__Task statement__:
Gather every line in the entries below that contains the string "garden", and copy each such line in full. The match is case-sensitive.

--- START Stored data ---

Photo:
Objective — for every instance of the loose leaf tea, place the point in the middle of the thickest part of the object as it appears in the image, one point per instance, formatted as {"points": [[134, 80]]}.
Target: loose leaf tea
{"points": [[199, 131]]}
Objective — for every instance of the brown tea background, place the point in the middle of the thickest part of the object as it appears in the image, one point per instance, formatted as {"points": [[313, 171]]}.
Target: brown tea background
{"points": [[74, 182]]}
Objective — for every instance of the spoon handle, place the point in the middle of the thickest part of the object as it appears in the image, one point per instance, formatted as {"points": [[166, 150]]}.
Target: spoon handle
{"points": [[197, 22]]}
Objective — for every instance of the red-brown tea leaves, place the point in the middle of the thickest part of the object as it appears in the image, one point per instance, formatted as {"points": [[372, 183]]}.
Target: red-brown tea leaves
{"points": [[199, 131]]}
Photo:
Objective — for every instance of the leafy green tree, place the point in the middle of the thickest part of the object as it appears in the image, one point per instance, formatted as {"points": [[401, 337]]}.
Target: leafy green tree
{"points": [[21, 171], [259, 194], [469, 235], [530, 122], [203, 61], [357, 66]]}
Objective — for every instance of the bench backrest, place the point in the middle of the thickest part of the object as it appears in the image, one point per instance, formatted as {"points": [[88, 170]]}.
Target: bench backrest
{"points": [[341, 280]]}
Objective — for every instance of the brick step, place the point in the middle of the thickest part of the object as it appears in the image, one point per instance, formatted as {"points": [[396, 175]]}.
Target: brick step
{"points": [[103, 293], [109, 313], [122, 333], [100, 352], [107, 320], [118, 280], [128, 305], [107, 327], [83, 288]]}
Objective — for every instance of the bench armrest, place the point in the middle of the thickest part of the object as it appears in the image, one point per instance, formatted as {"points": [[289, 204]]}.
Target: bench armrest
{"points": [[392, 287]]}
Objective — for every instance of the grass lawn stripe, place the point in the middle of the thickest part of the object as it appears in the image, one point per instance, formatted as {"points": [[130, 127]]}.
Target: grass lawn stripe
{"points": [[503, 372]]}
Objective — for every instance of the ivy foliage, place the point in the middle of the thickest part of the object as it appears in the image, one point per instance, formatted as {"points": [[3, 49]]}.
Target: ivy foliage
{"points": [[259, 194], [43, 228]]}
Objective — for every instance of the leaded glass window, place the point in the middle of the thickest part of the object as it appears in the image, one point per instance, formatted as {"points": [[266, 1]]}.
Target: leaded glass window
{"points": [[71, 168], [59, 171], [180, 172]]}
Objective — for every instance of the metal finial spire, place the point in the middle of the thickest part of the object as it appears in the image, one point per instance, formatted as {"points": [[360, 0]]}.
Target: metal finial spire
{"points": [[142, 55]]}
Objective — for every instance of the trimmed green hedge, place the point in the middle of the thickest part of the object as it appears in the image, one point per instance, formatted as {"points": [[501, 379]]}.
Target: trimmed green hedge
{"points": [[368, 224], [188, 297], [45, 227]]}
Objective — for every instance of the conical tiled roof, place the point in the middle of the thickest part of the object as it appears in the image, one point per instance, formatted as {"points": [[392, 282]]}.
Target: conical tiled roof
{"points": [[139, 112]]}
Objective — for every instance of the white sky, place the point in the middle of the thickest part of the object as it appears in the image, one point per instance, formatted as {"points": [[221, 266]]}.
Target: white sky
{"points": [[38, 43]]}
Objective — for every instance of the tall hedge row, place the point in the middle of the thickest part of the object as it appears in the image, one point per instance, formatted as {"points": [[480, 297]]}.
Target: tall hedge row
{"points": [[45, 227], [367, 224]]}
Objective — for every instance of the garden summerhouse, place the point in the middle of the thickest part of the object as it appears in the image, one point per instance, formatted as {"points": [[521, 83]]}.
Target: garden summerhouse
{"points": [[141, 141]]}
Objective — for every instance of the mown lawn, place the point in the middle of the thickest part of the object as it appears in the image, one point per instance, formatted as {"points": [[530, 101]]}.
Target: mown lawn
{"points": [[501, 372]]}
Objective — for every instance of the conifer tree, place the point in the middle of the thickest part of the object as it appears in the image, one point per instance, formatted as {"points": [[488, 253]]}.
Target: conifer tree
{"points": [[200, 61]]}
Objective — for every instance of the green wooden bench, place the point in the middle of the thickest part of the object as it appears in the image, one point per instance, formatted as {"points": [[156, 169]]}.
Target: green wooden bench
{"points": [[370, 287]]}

--- END Stored data ---
--- START Stored data ---

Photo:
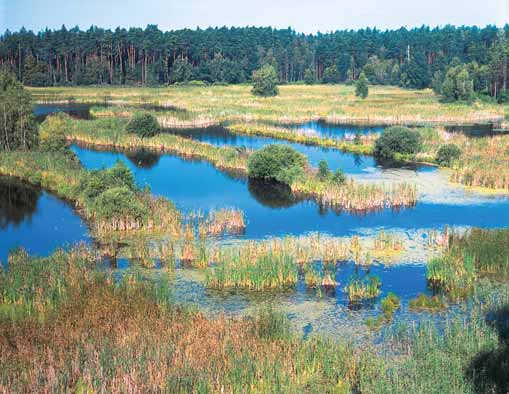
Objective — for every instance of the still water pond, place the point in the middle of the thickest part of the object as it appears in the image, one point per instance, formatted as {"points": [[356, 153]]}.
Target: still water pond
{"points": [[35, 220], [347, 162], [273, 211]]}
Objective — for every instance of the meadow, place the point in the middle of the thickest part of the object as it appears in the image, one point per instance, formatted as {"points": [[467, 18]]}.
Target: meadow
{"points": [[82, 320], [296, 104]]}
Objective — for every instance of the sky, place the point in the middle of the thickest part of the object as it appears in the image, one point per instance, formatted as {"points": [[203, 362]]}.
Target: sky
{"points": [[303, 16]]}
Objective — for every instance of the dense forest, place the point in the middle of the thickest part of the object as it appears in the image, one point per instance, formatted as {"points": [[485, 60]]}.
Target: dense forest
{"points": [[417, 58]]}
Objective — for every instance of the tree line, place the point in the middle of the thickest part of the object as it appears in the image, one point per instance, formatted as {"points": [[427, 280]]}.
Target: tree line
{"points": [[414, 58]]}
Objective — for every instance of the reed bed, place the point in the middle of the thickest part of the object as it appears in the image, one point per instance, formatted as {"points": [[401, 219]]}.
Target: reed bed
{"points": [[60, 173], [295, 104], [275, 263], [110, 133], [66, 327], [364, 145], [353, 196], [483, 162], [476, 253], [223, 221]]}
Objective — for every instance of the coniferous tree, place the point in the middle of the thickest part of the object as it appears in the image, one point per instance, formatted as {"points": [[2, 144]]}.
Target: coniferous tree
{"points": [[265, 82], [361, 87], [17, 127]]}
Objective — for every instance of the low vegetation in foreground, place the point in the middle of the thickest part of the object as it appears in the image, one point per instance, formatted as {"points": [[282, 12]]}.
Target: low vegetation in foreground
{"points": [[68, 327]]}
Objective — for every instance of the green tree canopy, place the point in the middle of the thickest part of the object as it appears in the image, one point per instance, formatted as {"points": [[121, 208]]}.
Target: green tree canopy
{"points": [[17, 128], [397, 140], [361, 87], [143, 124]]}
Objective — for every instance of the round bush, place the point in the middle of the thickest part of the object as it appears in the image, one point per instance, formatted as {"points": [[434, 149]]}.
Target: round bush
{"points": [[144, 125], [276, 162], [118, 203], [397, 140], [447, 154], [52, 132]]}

--- END Stored data ---

__Output below__:
Objective — for every instance of the garden summerhouse, place the point in the middle of the thickest part of the object as it appears in the image, one point per instance, formatted as {"points": [[521, 83]]}.
Target: garden summerhouse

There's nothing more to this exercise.